▶ _Document extract_:
-- Start --
There are three usage models.
(1) Audit use: Accessible data can be used to verify existing results but not to produce novel analyses, without prior agreement of the original investigator or representative. This is necessarily a time-limited policy. It should accompany embargoed access, since reviewers require data access in order to complete peer review.
(2) Restricted use: Accessible data can be used for prearranged purposes. Within a collaboration, this usually takes the form of writing specific papers with prearranged lists of co-authors.
(3) Unrestricted use: Anyone with a copy of the data can use it however they like.
In practice, data sharing protocols are highly standardized. Here are three standard examples.
(1) Team Data Protocol: Collaboration members have non-exclusive access to the complete data or redacted data. When a collaboration member plans an analysis, they share the plan with other collaboration members. Co-authorship is negotiated at this stage (if not earlier). All analysis data is published with the reports, or else within 2 years of publication (see embargoed access above).
-- End --
▶ _Instructions_:
1. In the data-sharing text, why should audit use accompany embargoed access?
2. Please rewrite the paragraph of the data-sharing text that begins "(1) Team Data Protocol" as a short bulleted list that keeps its main facts.
3. Continue the data-sharing text from its final sentence.

▶ _Provided records_:
-- Start --
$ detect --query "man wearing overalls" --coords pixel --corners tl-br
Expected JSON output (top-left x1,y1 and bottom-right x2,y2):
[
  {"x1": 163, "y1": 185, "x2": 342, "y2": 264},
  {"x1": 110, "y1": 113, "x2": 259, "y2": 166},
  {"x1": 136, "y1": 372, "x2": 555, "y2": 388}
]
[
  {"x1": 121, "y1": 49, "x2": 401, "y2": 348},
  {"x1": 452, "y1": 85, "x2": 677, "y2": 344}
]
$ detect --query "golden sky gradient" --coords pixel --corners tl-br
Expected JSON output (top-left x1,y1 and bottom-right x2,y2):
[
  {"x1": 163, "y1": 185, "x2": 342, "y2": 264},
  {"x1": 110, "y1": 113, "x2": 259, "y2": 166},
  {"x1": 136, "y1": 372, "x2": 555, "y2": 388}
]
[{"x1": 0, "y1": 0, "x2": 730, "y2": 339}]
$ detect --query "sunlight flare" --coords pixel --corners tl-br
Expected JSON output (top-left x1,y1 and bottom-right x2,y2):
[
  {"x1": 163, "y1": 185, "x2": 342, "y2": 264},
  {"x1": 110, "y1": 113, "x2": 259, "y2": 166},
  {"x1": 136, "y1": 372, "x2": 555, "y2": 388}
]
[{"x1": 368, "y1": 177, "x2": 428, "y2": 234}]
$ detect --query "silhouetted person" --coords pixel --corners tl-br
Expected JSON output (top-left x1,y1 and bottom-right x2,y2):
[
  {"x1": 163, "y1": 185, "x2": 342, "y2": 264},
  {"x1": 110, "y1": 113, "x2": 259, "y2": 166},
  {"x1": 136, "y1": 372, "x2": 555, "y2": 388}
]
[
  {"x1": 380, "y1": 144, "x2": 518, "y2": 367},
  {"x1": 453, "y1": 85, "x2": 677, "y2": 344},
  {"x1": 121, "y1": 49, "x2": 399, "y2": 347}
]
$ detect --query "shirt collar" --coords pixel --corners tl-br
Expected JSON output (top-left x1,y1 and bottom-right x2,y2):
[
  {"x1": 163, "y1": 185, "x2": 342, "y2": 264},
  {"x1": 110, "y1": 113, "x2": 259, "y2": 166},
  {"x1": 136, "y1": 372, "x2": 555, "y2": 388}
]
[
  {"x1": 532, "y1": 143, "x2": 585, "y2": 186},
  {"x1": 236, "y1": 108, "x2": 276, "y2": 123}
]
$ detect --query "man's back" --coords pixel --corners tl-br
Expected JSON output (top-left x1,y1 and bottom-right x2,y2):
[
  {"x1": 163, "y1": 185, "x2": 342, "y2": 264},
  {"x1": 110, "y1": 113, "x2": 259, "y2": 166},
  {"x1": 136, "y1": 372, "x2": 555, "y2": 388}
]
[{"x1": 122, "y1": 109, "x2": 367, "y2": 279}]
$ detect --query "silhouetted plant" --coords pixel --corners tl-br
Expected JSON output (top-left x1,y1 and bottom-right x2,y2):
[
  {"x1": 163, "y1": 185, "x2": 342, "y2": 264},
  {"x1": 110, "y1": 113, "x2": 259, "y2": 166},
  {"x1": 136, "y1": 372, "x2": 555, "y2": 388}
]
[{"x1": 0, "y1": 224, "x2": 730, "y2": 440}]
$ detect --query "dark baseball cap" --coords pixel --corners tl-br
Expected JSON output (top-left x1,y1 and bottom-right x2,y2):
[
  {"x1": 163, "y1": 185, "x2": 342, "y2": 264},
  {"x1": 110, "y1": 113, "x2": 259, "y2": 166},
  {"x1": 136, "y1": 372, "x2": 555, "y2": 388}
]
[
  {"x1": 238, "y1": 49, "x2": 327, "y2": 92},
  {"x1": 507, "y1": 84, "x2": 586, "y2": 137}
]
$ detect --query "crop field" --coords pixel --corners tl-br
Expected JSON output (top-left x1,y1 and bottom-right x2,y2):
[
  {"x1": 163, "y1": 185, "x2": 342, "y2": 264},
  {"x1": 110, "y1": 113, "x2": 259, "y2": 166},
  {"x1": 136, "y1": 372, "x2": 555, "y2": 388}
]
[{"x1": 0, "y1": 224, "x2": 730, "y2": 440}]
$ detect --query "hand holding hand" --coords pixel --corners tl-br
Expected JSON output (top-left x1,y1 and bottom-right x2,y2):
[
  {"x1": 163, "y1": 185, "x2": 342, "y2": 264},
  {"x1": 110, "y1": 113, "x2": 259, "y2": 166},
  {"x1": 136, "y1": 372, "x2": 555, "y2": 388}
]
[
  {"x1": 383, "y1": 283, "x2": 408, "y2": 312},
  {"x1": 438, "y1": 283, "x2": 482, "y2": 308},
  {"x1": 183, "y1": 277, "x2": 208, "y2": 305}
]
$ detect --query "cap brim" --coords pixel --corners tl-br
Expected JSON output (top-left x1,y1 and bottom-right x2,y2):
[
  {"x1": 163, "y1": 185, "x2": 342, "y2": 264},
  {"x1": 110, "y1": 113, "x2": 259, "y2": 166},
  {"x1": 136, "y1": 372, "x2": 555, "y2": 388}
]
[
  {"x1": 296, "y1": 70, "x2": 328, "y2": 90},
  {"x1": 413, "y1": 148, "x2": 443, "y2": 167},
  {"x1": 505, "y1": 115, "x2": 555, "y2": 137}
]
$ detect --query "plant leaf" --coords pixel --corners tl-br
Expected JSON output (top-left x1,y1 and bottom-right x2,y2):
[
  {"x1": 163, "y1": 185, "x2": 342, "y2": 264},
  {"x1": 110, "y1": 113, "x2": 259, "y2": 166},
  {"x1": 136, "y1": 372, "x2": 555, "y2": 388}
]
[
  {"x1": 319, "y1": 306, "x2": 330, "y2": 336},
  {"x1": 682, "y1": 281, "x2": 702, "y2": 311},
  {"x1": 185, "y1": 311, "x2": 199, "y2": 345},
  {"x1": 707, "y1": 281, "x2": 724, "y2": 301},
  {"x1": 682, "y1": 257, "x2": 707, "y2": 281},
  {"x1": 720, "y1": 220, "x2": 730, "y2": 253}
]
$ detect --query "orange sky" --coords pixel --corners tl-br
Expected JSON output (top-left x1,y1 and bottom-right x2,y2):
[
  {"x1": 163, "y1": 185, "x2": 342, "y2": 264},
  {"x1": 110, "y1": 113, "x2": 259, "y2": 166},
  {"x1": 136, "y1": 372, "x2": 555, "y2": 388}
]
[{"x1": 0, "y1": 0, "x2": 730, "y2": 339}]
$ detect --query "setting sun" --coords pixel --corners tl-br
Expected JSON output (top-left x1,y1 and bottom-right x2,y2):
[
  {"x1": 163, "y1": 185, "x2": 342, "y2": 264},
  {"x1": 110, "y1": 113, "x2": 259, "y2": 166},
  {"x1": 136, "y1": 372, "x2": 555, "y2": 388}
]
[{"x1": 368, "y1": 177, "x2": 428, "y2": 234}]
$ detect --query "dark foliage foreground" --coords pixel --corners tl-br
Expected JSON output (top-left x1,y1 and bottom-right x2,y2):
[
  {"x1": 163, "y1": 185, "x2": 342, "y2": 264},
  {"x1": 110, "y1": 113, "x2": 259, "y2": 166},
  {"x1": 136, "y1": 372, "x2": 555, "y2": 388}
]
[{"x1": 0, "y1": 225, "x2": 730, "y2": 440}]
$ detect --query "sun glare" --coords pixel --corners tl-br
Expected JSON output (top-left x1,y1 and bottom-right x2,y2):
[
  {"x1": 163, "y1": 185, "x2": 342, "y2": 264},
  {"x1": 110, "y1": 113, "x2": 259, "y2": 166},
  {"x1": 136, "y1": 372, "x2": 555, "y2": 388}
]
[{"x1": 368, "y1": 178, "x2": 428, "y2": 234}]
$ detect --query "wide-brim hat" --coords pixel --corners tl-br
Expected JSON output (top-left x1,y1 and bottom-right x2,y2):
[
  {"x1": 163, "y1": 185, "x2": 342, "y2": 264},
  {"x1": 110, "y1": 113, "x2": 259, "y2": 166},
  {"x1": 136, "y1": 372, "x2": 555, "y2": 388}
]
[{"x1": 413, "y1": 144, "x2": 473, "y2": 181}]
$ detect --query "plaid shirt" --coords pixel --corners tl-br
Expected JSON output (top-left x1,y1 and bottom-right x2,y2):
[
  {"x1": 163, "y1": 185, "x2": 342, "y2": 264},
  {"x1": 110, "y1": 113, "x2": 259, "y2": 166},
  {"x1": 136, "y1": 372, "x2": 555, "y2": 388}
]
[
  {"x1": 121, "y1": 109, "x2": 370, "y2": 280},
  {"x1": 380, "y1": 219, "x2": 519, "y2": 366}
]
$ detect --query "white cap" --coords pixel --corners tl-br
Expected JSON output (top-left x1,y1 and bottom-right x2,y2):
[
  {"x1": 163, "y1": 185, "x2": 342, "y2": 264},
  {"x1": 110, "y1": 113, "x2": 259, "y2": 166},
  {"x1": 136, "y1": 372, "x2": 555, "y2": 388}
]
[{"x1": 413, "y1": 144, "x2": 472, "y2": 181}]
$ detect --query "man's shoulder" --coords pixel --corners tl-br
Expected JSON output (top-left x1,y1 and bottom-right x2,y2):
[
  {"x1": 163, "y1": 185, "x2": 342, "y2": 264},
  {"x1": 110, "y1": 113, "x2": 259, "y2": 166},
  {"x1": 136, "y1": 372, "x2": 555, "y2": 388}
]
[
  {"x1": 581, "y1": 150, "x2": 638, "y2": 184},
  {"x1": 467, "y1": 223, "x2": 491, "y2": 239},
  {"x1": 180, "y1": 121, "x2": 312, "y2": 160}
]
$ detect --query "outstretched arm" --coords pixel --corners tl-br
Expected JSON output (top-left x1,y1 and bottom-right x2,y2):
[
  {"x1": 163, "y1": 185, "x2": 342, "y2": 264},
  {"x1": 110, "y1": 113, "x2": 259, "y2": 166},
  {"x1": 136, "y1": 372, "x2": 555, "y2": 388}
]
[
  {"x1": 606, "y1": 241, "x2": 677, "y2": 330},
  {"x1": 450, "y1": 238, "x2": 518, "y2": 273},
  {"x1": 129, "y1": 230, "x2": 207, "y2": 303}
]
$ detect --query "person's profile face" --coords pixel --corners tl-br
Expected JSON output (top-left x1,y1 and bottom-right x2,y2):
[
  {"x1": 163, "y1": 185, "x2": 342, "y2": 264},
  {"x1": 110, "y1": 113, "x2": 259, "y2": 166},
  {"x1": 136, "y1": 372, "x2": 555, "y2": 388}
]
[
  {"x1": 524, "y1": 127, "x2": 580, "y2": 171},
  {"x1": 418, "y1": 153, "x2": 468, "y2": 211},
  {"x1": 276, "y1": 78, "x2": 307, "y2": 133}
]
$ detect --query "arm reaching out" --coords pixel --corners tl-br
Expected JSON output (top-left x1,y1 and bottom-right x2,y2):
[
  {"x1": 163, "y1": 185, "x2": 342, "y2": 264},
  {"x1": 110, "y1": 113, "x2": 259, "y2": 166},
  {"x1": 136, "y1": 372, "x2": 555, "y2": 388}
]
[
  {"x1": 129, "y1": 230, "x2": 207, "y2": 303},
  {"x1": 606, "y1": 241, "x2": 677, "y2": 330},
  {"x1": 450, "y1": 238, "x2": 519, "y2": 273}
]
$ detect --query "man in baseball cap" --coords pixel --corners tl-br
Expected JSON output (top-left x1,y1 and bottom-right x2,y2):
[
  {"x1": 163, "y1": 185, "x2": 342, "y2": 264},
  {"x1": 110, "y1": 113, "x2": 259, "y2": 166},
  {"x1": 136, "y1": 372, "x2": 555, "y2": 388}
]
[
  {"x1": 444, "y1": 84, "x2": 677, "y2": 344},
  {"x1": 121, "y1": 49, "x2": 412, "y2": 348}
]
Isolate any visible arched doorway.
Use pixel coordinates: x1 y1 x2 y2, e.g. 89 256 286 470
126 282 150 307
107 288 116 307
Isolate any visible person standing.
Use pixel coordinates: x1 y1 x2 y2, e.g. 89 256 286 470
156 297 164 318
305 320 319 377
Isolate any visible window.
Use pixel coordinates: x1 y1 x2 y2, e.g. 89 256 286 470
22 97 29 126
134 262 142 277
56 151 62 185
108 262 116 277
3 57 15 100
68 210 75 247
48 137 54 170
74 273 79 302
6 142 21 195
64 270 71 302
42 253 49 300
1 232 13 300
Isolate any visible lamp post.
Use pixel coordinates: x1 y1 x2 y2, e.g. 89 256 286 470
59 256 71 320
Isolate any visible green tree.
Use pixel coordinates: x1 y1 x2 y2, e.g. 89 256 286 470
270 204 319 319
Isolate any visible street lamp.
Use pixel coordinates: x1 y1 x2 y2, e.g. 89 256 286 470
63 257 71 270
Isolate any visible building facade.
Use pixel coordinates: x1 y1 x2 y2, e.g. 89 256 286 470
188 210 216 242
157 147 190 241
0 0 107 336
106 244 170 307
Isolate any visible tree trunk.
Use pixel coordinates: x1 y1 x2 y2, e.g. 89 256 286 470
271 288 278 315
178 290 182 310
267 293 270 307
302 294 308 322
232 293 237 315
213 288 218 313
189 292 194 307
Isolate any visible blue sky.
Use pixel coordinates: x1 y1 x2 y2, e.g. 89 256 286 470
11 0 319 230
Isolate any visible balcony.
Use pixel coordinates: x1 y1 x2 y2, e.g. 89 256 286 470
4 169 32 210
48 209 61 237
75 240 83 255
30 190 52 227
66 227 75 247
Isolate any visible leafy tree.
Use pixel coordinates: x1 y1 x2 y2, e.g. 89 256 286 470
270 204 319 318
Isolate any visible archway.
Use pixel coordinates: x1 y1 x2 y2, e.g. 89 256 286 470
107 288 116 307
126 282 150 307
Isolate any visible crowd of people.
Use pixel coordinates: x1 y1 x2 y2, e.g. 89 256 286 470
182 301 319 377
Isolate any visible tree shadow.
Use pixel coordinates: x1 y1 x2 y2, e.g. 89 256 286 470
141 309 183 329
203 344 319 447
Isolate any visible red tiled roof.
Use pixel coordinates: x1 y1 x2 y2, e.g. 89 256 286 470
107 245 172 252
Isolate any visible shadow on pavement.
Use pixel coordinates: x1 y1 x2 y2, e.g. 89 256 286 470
-- End --
▶ _The responses_:
1. Reviewers need data access to complete peer review.

2.
- Collaboration members have non-exclusive access to the complete data or redacted data.
- A member planning an analysis shares the plan with the other members.
- Co-authorship is negotiated at that stage, if not earlier.
- All analysis data is published with the reports or within 2 years of publication.

3.
(2) Open Database Protocol: As (1), but the redacted data are accessible to researchers outside the collaboration. Outside researchers cite a publication that describes the origin of the data. That requirement may be part of the access screening.
(3) Consortium Protocol: Institutions or individual researchers undergo screening or pay a fee for data access. This access does not grant the right to redistribute data. But it does grant the right to publish original analyses. Analysis data cannot be distributed, but results can be repeated and criticized because other researchers can gain access to the same data through the consortium, and instructions on how to do this are public.
Our goal at HBEC MPI-EVA Leipzig is to facilitate the broadest access to redacted data as possible. This means that individual sets of data (or variables within sets of data) may have individual protocols. Members of HBEC acquire no special use or redistribution rights, as a consequence of the department's hosting or processing of raw data, outside of prearranged co-authorships. Other investigators are not required to add HBEC scientists as co-authors as a condition of data access. However we require a transparent access plan that permits scientific reuse of the data, and this plan may include requirements to cite original researchers who gathered the data and the possible necessity of obtaining new consent.